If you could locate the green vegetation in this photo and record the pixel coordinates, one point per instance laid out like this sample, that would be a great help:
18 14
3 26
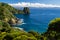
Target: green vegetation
26 10
7 32
11 9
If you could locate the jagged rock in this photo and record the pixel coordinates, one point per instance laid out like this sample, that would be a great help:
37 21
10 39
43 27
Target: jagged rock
26 10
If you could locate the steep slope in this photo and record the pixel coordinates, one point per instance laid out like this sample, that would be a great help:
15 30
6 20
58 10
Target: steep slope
11 9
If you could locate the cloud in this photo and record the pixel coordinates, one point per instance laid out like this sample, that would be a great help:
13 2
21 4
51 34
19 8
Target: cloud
28 4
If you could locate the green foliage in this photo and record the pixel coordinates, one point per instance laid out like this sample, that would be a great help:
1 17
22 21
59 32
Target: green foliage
26 10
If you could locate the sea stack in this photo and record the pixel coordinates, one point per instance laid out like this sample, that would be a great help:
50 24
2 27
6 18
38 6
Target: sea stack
26 10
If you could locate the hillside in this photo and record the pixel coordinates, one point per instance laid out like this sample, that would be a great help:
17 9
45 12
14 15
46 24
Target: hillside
11 9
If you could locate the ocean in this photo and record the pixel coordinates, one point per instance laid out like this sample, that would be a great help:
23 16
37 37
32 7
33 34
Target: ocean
38 19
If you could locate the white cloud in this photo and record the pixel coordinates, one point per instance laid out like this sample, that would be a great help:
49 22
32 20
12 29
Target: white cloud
27 4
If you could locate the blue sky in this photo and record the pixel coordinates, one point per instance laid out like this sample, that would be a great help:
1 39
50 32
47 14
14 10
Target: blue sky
32 1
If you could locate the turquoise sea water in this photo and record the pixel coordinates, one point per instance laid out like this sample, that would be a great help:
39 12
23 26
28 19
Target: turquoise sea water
38 19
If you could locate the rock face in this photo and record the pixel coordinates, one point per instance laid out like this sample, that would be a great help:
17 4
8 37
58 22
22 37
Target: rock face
26 10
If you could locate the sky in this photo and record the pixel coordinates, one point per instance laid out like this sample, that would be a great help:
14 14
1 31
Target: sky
33 3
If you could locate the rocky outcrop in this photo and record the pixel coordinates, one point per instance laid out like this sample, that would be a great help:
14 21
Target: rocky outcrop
26 10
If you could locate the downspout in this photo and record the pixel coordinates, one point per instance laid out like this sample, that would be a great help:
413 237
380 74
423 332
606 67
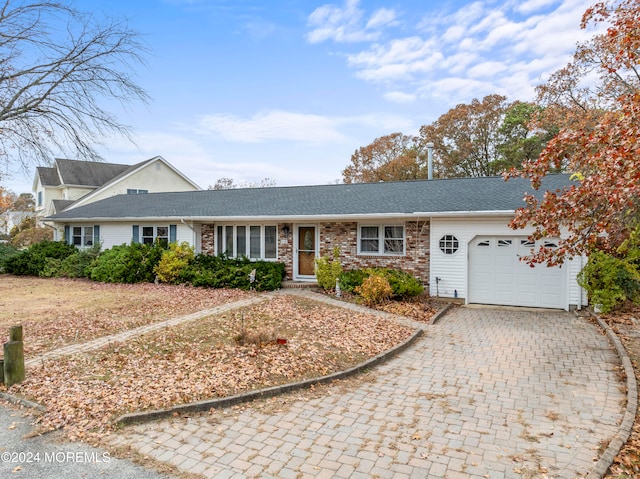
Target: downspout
429 161
581 289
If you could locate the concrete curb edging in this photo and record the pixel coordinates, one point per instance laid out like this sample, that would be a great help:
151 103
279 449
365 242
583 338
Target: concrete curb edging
22 402
200 406
436 317
605 461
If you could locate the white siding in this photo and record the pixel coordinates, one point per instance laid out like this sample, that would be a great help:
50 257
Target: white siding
114 234
452 269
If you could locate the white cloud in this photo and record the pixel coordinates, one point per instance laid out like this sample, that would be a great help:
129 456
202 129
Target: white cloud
400 97
381 18
479 49
531 6
347 24
272 125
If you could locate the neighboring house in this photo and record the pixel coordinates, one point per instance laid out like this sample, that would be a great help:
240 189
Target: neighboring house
10 219
72 183
453 234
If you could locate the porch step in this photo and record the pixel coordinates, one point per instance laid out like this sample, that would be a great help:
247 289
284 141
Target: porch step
299 284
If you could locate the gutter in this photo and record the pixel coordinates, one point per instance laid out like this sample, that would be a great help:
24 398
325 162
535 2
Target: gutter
288 218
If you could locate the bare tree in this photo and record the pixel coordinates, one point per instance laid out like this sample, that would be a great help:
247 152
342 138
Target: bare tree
59 68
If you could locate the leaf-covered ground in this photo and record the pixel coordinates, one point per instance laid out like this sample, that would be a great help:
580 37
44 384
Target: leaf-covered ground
627 326
205 359
55 312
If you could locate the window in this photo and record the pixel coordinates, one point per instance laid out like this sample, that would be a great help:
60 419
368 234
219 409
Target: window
381 239
82 236
252 241
449 244
152 233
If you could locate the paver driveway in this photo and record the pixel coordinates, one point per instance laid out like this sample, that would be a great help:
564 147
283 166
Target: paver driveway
486 393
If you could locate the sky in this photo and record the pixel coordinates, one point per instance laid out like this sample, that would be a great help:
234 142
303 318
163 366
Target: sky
290 89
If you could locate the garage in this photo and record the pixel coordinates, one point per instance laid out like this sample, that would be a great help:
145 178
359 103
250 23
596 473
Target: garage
497 276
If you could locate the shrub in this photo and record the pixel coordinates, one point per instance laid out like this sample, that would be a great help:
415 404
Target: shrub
77 265
133 263
173 262
31 236
328 270
6 251
351 279
36 258
402 283
223 272
374 290
610 280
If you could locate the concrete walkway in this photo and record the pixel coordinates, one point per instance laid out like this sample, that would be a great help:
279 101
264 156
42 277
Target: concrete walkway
486 393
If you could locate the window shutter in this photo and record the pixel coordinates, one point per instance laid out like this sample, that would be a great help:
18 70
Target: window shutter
96 234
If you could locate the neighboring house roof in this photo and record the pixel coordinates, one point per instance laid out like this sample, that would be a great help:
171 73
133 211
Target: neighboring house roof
417 198
79 173
125 173
60 205
95 176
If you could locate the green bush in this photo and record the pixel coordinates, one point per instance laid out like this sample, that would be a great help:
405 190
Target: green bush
77 265
35 260
328 270
173 262
222 272
611 280
6 251
133 263
350 280
375 289
403 284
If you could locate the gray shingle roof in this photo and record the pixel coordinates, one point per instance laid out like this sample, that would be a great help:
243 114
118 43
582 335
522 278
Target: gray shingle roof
388 198
48 176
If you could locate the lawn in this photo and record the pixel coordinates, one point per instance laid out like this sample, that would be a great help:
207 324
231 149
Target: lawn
56 312
213 357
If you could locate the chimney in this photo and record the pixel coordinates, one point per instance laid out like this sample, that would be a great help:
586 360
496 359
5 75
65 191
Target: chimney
430 161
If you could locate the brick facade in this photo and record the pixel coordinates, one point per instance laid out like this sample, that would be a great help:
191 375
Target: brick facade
345 237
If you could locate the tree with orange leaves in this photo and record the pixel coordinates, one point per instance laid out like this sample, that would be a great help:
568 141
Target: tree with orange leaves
599 141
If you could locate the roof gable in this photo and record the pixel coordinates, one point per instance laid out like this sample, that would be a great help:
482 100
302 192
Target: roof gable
87 173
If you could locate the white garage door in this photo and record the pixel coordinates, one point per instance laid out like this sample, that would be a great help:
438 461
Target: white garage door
497 276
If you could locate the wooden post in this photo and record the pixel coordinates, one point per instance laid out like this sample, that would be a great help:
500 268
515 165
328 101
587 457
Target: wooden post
13 363
15 333
13 367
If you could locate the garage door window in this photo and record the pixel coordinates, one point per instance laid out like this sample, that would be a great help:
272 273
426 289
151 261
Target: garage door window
449 244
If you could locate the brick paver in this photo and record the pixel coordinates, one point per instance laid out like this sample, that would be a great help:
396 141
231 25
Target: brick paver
485 393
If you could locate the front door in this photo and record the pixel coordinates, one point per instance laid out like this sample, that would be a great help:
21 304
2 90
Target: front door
306 250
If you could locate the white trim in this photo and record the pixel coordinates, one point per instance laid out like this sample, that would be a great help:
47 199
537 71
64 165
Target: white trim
247 226
296 231
381 227
300 218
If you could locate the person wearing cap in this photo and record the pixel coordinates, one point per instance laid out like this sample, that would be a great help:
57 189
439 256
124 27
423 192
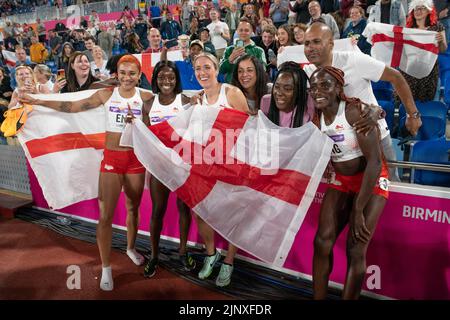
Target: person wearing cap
422 15
219 32
207 44
186 68
387 11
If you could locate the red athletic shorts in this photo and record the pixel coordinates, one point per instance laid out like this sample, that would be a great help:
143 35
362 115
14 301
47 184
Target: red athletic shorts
352 184
121 162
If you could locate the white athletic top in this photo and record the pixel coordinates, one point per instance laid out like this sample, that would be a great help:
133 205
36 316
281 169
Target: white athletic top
117 109
160 113
222 101
346 145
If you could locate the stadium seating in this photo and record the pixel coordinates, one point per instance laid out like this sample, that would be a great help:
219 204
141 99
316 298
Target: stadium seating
434 151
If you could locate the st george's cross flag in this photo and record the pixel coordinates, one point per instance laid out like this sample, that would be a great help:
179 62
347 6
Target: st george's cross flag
149 60
414 51
249 179
65 150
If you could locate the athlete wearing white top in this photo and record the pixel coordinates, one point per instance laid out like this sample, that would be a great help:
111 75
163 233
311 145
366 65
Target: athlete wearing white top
117 109
359 69
222 101
346 145
160 113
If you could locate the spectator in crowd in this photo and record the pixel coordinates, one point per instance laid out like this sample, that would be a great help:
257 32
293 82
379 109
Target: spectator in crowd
141 27
170 29
94 18
219 33
355 29
244 45
186 68
193 30
98 65
422 15
155 15
285 37
269 44
279 11
207 44
316 15
250 76
154 38
346 5
203 18
66 52
22 59
127 14
133 46
41 30
5 86
78 76
329 6
105 40
388 11
442 8
299 30
250 14
185 12
300 7
43 76
89 42
232 18
77 41
55 42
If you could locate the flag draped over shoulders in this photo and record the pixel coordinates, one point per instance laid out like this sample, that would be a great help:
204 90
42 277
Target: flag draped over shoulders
251 180
65 150
412 50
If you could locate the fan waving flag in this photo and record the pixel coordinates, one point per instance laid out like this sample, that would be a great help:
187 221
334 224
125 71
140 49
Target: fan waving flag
249 179
414 51
65 150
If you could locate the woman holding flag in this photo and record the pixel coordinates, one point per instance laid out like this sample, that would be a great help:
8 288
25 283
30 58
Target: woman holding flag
361 175
166 103
119 168
218 95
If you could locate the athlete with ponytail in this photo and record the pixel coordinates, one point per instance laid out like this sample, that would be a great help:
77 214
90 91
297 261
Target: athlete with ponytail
119 168
361 176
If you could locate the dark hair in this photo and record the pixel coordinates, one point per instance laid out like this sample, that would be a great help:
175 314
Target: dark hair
111 64
300 93
288 29
158 68
72 84
261 78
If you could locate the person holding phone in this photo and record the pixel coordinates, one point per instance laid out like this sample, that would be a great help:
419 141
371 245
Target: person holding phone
244 45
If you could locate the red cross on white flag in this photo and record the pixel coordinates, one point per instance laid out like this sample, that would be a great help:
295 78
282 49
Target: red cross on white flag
251 180
414 51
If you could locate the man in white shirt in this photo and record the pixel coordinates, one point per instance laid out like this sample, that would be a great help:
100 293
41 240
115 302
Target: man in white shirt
219 32
359 70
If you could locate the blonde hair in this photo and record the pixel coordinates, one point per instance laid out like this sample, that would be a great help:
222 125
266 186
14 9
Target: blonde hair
210 57
19 82
45 70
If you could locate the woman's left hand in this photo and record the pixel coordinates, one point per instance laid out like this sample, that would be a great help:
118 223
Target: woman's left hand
369 119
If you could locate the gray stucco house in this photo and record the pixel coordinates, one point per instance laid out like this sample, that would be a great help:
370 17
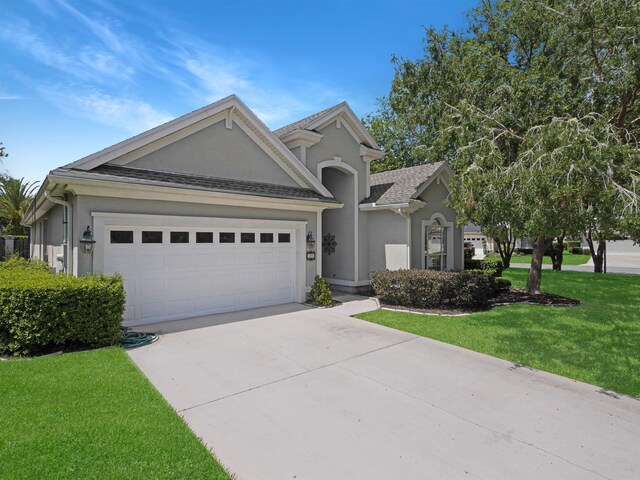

THE REQUEST:
Pick out every line in the rows above that contains the word "ocean" and copy each one. Case counts.

WRITTEN RESPONSE:
If you could locate the ocean in this photo and record the pixel coordinates, one point per instance laid out like this sample, that would be a great help:
Target: ocean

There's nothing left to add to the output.